■ Text passage
┌────────

So it’s a very high-end experience that our customers crave. And we feel that making these in-stock changes will then have payable effects on this rejoin rate that we should expect to benefit from.
Edward Yruma: Great. Thank you.
Operator: Thank you. Next question is coming from Ashley Helgans from Jefferies. Your line is now live.
Unidentified Analyst: Hi, good morning. It’s Blake on for Ashley. Several questions have been answered. I wanted to ask on – just a couple of clarifying questions. On the lower stubs expectation this year versus prior, it seems like the two big buckets there are the lower promos you discussed? And then lower inventory availability. Just wanted to make sure those are kind of the two big items. We’re not missing any others. And then could you rank or just discuss the magnitude of each of those impacts?
SidThacker: Yes, you have the two big items here. We’re not disclosing the exact magnitude of these impacts. I mean some of them are – we think both are really important. And we expect to make significant progress, obviously, on the inventory and stock rate into Q3 and Q4 and into 2024. We’re just – our guidance and subscriber expectations are just reflecting the possibility that those take a while to build, and we’re going to be prudent about that.
Unidentified Analyst: Got it. And then in terms of the impact to subs from lower promotions, I would guess that’s mainly impacting the acquisition of new customers. Wondering about that impact to the acquisition of new customers versus churn from existing?
Jennifer Hyman: I mean promotions don’t really have an impact at all on churn from existing because promotions are given to new customers to join.
SidThacker: I mean we do think that there is a benefit as we acquire more qualified customers, obviously, those customers are likely to stay with us longer, so we should see improvements in churn as we attract those customers. So yes, I think ongoing, there will be a benefit on retention to.
Unidentified Analyst: Okay. So maybe when a customer renews, you’re not seeing them, I guess, the impact from a renewal isn’t as big right now if they’re renewing at a lower promotion rate, would that impact like a renewal customer?
SidThacker: Are you talking about a rejoiner essentially. I mean we’re acquiring all of our customers, whether it’s a new customer, rejoining customer, essentially on a very similar set of promotions. So it’s affecting the entirety of the subscriber acquisition that we have.
Unidentified Analyst: Okay. That makes sense. Thanks so much.
Operator: Thank you. Next question today is coming from Dana Telsey from Telsey Advisory Group. Your line is now live.

└────────

■ Entries shown
┌────────

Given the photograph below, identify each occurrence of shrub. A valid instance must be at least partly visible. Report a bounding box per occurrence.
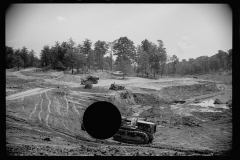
[84,81,92,89]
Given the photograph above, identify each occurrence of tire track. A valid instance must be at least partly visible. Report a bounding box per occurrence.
[54,97,62,115]
[45,92,52,113]
[29,94,41,119]
[68,98,80,115]
[38,94,43,121]
[64,96,69,113]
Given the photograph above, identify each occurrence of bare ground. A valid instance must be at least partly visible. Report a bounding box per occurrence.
[6,69,232,156]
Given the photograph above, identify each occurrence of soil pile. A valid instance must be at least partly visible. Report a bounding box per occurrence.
[159,83,220,100]
[56,74,83,84]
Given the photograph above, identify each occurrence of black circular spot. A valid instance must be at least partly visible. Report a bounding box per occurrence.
[83,101,121,139]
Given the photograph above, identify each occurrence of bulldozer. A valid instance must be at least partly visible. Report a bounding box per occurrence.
[113,117,157,144]
[109,82,125,91]
[81,76,99,85]
[81,117,157,144]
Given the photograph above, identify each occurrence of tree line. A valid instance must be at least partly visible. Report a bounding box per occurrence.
[6,37,232,78]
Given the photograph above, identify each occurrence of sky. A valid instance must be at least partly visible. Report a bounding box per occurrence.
[5,4,232,60]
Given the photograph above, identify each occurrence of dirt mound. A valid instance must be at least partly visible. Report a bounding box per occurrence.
[56,74,83,84]
[159,83,220,100]
[56,72,115,83]
[91,71,115,79]
[133,93,170,105]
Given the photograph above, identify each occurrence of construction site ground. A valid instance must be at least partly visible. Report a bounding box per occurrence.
[6,68,232,156]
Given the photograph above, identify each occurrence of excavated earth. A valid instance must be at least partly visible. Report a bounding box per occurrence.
[6,68,232,156]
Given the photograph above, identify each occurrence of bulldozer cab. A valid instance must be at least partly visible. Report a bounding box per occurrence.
[136,121,157,134]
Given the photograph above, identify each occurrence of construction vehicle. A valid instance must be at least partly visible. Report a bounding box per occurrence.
[109,82,125,91]
[81,117,157,144]
[113,117,157,144]
[81,76,99,85]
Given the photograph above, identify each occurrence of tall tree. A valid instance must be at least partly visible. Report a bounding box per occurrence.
[28,50,35,66]
[171,55,179,75]
[138,51,149,76]
[103,56,114,70]
[113,37,136,78]
[94,41,108,70]
[158,40,167,77]
[81,39,94,69]
[227,49,232,69]
[14,49,23,71]
[40,45,50,67]
[5,46,15,68]
[21,46,28,69]
[64,38,78,74]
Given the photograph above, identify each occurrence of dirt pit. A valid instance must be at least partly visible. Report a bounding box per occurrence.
[6,69,232,156]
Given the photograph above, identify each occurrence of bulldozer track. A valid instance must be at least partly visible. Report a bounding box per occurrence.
[113,129,149,144]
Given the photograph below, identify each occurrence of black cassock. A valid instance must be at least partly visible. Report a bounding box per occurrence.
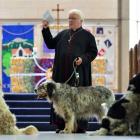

└────────

■ Exercise task
Summarize the call transcript in three sentences.

■ Reply
An analyst asked whether lower promotions and lower inventory availability were the two big items behind this year's lower expectation, and SidThacker confirmed them without disclosing their magnitude, saying guidance reflects the possibility that inventory and stock improvements take a while to build. Jennifer Hyman said promotions have no real impact on churn from existing customers because they are given to new customers to join, while SidThacker added that acquiring more qualified customers should bring a benefit on retention. SidThacker also said new and rejoining customers are acquired on a very similar set of promotions, so the change affects the entirety of subscriber acquisition.